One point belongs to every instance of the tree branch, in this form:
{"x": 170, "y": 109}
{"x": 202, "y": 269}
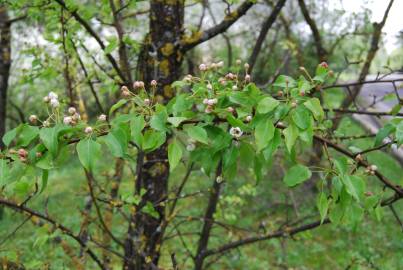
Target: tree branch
{"x": 230, "y": 19}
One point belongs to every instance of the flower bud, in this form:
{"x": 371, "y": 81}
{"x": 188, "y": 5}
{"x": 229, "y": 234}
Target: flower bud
{"x": 67, "y": 120}
{"x": 102, "y": 118}
{"x": 54, "y": 103}
{"x": 209, "y": 109}
{"x": 88, "y": 130}
{"x": 53, "y": 95}
{"x": 72, "y": 110}
{"x": 33, "y": 119}
{"x": 230, "y": 110}
{"x": 324, "y": 64}
{"x": 235, "y": 132}
{"x": 203, "y": 67}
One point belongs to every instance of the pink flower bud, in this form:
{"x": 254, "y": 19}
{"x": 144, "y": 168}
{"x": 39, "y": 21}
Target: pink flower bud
{"x": 88, "y": 130}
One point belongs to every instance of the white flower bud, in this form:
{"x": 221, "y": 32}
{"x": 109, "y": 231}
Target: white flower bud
{"x": 67, "y": 120}
{"x": 53, "y": 95}
{"x": 54, "y": 103}
{"x": 88, "y": 130}
{"x": 72, "y": 110}
{"x": 212, "y": 101}
{"x": 76, "y": 117}
{"x": 230, "y": 109}
{"x": 102, "y": 118}
{"x": 136, "y": 85}
{"x": 236, "y": 132}
{"x": 33, "y": 119}
{"x": 191, "y": 147}
{"x": 209, "y": 109}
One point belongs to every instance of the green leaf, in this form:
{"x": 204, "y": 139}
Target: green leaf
{"x": 197, "y": 133}
{"x": 176, "y": 121}
{"x": 117, "y": 105}
{"x": 383, "y": 133}
{"x": 296, "y": 175}
{"x": 290, "y": 135}
{"x": 4, "y": 172}
{"x": 301, "y": 117}
{"x": 314, "y": 106}
{"x": 399, "y": 133}
{"x": 264, "y": 132}
{"x": 284, "y": 81}
{"x": 153, "y": 139}
{"x": 174, "y": 154}
{"x": 50, "y": 138}
{"x": 27, "y": 134}
{"x": 10, "y": 135}
{"x": 136, "y": 126}
{"x": 267, "y": 105}
{"x": 116, "y": 140}
{"x": 88, "y": 151}
{"x": 45, "y": 176}
{"x": 354, "y": 185}
{"x": 323, "y": 206}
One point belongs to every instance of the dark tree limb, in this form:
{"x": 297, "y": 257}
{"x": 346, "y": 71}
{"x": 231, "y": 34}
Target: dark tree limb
{"x": 267, "y": 24}
{"x": 208, "y": 219}
{"x": 63, "y": 228}
{"x": 230, "y": 19}
{"x": 321, "y": 51}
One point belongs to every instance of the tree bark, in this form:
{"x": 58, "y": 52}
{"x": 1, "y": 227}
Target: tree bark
{"x": 160, "y": 60}
{"x": 5, "y": 63}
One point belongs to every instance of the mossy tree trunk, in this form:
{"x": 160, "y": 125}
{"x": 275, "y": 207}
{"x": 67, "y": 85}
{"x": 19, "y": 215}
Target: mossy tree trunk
{"x": 160, "y": 60}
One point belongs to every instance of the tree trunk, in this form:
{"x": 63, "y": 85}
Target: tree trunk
{"x": 160, "y": 60}
{"x": 5, "y": 63}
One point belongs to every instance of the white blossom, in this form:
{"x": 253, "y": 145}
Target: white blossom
{"x": 235, "y": 132}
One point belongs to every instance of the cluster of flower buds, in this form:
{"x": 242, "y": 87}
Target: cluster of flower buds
{"x": 33, "y": 119}
{"x": 72, "y": 118}
{"x": 210, "y": 104}
{"x": 191, "y": 146}
{"x": 88, "y": 130}
{"x": 235, "y": 132}
{"x": 371, "y": 169}
{"x": 23, "y": 154}
{"x": 138, "y": 85}
{"x": 53, "y": 99}
{"x": 102, "y": 118}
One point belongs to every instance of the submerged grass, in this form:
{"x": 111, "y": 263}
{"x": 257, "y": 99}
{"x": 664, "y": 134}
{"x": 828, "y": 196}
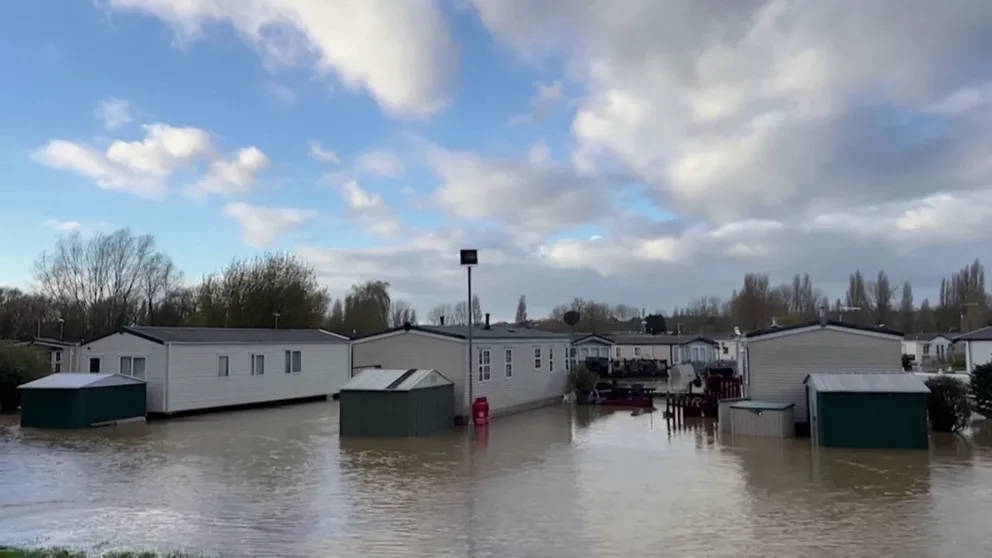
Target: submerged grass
{"x": 7, "y": 552}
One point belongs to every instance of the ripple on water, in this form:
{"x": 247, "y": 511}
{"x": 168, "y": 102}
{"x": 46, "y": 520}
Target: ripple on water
{"x": 554, "y": 482}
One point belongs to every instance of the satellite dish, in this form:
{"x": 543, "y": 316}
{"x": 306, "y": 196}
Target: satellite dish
{"x": 571, "y": 317}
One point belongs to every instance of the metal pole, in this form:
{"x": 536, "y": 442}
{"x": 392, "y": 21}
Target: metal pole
{"x": 471, "y": 361}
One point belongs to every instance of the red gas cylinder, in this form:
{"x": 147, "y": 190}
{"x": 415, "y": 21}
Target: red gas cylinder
{"x": 480, "y": 411}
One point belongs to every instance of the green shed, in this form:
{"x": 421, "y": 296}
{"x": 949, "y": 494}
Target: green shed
{"x": 78, "y": 400}
{"x": 876, "y": 411}
{"x": 396, "y": 403}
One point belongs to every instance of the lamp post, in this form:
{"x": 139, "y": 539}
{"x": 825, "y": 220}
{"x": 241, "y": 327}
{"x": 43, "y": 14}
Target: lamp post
{"x": 469, "y": 259}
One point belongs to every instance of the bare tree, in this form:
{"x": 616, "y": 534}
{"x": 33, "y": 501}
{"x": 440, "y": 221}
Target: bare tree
{"x": 442, "y": 313}
{"x": 521, "y": 316}
{"x": 366, "y": 308}
{"x": 103, "y": 281}
{"x": 880, "y": 294}
{"x": 460, "y": 314}
{"x": 906, "y": 310}
{"x": 249, "y": 292}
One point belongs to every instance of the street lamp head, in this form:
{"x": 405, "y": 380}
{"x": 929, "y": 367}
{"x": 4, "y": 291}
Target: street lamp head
{"x": 469, "y": 257}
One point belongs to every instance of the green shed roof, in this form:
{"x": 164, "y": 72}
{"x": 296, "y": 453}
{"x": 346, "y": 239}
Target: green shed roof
{"x": 867, "y": 383}
{"x": 761, "y": 405}
{"x": 384, "y": 379}
{"x": 79, "y": 380}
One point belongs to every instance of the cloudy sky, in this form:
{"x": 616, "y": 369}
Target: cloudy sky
{"x": 637, "y": 151}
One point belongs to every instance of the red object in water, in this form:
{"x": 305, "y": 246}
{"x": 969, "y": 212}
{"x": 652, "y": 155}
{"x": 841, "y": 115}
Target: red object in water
{"x": 480, "y": 411}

**TASK PROMPT**: Skip the pictures and give the entries above again word for word.

**EXPECTED OUTPUT**:
One point belongs to every instance of the tree branch, in this form:
{"x": 170, "y": 109}
{"x": 202, "y": 269}
Target: tree branch
{"x": 230, "y": 19}
One point belongs to every instance of the flower bud, in this form:
{"x": 371, "y": 81}
{"x": 188, "y": 5}
{"x": 229, "y": 234}
Target: flower bud
{"x": 67, "y": 120}
{"x": 102, "y": 118}
{"x": 54, "y": 103}
{"x": 209, "y": 109}
{"x": 88, "y": 130}
{"x": 53, "y": 95}
{"x": 72, "y": 110}
{"x": 33, "y": 119}
{"x": 230, "y": 110}
{"x": 324, "y": 64}
{"x": 235, "y": 132}
{"x": 203, "y": 67}
One point belongs to every instance of the pink flower bud, in this form:
{"x": 254, "y": 19}
{"x": 144, "y": 168}
{"x": 39, "y": 21}
Target: pink flower bud
{"x": 88, "y": 130}
One point belongs to every instance of the white flower bud, in this form:
{"x": 221, "y": 32}
{"x": 109, "y": 231}
Target: white flower bud
{"x": 67, "y": 120}
{"x": 53, "y": 95}
{"x": 54, "y": 103}
{"x": 88, "y": 130}
{"x": 72, "y": 110}
{"x": 212, "y": 101}
{"x": 76, "y": 117}
{"x": 230, "y": 109}
{"x": 102, "y": 118}
{"x": 136, "y": 85}
{"x": 236, "y": 132}
{"x": 33, "y": 119}
{"x": 191, "y": 147}
{"x": 209, "y": 109}
One point belongs to every instance of the green leaf, in this form:
{"x": 204, "y": 139}
Target: green leaf
{"x": 197, "y": 133}
{"x": 176, "y": 121}
{"x": 117, "y": 105}
{"x": 383, "y": 133}
{"x": 296, "y": 175}
{"x": 290, "y": 135}
{"x": 4, "y": 172}
{"x": 301, "y": 117}
{"x": 314, "y": 106}
{"x": 399, "y": 133}
{"x": 264, "y": 132}
{"x": 284, "y": 81}
{"x": 153, "y": 139}
{"x": 174, "y": 154}
{"x": 50, "y": 138}
{"x": 27, "y": 134}
{"x": 10, "y": 135}
{"x": 136, "y": 126}
{"x": 267, "y": 105}
{"x": 116, "y": 140}
{"x": 88, "y": 151}
{"x": 45, "y": 176}
{"x": 354, "y": 185}
{"x": 323, "y": 206}
One point belongs to every instance of the dark tree limb, in this form:
{"x": 297, "y": 257}
{"x": 346, "y": 71}
{"x": 231, "y": 34}
Target: dark tree limb
{"x": 267, "y": 24}
{"x": 208, "y": 219}
{"x": 63, "y": 228}
{"x": 230, "y": 19}
{"x": 321, "y": 51}
One point belongs to every instance of the tree bark, in this form:
{"x": 58, "y": 52}
{"x": 1, "y": 227}
Target: tree bark
{"x": 160, "y": 60}
{"x": 5, "y": 63}
One point belongs to every instance of the mossy tree trunk, in this form:
{"x": 160, "y": 125}
{"x": 275, "y": 207}
{"x": 67, "y": 85}
{"x": 19, "y": 215}
Target: mossy tree trunk
{"x": 160, "y": 60}
One point belongs to every instance of the tree trunk, in this form:
{"x": 63, "y": 85}
Target: tree trunk
{"x": 160, "y": 60}
{"x": 5, "y": 63}
One point belongs to every instance of the white blossom, in this form:
{"x": 253, "y": 145}
Target: white blossom
{"x": 235, "y": 132}
One point belongs to every instance of the cluster of flower buds, in this form:
{"x": 242, "y": 87}
Target: cluster of flower buds
{"x": 33, "y": 119}
{"x": 72, "y": 118}
{"x": 210, "y": 104}
{"x": 191, "y": 146}
{"x": 88, "y": 130}
{"x": 235, "y": 132}
{"x": 371, "y": 169}
{"x": 23, "y": 154}
{"x": 138, "y": 85}
{"x": 53, "y": 99}
{"x": 102, "y": 118}
One point belongs to every instance of the submerged grass, in this form:
{"x": 111, "y": 263}
{"x": 257, "y": 99}
{"x": 664, "y": 134}
{"x": 828, "y": 196}
Target: submerged grass
{"x": 7, "y": 552}
One point belongs to every instance of the ripple on water, in this form:
{"x": 247, "y": 511}
{"x": 168, "y": 102}
{"x": 46, "y": 520}
Target: ripple on water
{"x": 554, "y": 482}
One point belongs to every instance of the satellite dish, in this form:
{"x": 543, "y": 316}
{"x": 306, "y": 196}
Target: satellite dish
{"x": 571, "y": 317}
One point belongs to every instance of the metal pole, in this form:
{"x": 536, "y": 442}
{"x": 392, "y": 21}
Target: metal pole
{"x": 471, "y": 361}
One point belongs to every instance of the red gas cylinder, in this form:
{"x": 147, "y": 190}
{"x": 415, "y": 21}
Target: red gas cylinder
{"x": 480, "y": 411}
One point belongs to every instance of the green shed, in this form:
{"x": 421, "y": 296}
{"x": 949, "y": 494}
Target: green shed
{"x": 78, "y": 400}
{"x": 876, "y": 411}
{"x": 396, "y": 403}
One point belongs to every instance of the lamp post, in this form:
{"x": 139, "y": 539}
{"x": 825, "y": 220}
{"x": 241, "y": 327}
{"x": 43, "y": 14}
Target: lamp post
{"x": 469, "y": 259}
One point belongs to every instance of the bare tree, in this form:
{"x": 616, "y": 534}
{"x": 33, "y": 501}
{"x": 440, "y": 221}
Target: bare tree
{"x": 442, "y": 313}
{"x": 521, "y": 316}
{"x": 366, "y": 308}
{"x": 103, "y": 281}
{"x": 880, "y": 294}
{"x": 460, "y": 314}
{"x": 906, "y": 310}
{"x": 249, "y": 292}
One point belongs to every instance of the street lamp head, in this form:
{"x": 405, "y": 380}
{"x": 929, "y": 367}
{"x": 4, "y": 291}
Target: street lamp head
{"x": 469, "y": 257}
One point belongs to every instance of the green shed roof, in this form:
{"x": 164, "y": 72}
{"x": 296, "y": 453}
{"x": 346, "y": 239}
Target: green shed roof
{"x": 867, "y": 383}
{"x": 761, "y": 405}
{"x": 384, "y": 379}
{"x": 79, "y": 380}
One point belongs to every instance of the cloudy sky, in this form:
{"x": 616, "y": 369}
Target: cloudy sky
{"x": 637, "y": 151}
One point belongs to every instance of the red object in water, in this form:
{"x": 305, "y": 246}
{"x": 969, "y": 212}
{"x": 652, "y": 155}
{"x": 841, "y": 115}
Target: red object in water
{"x": 480, "y": 411}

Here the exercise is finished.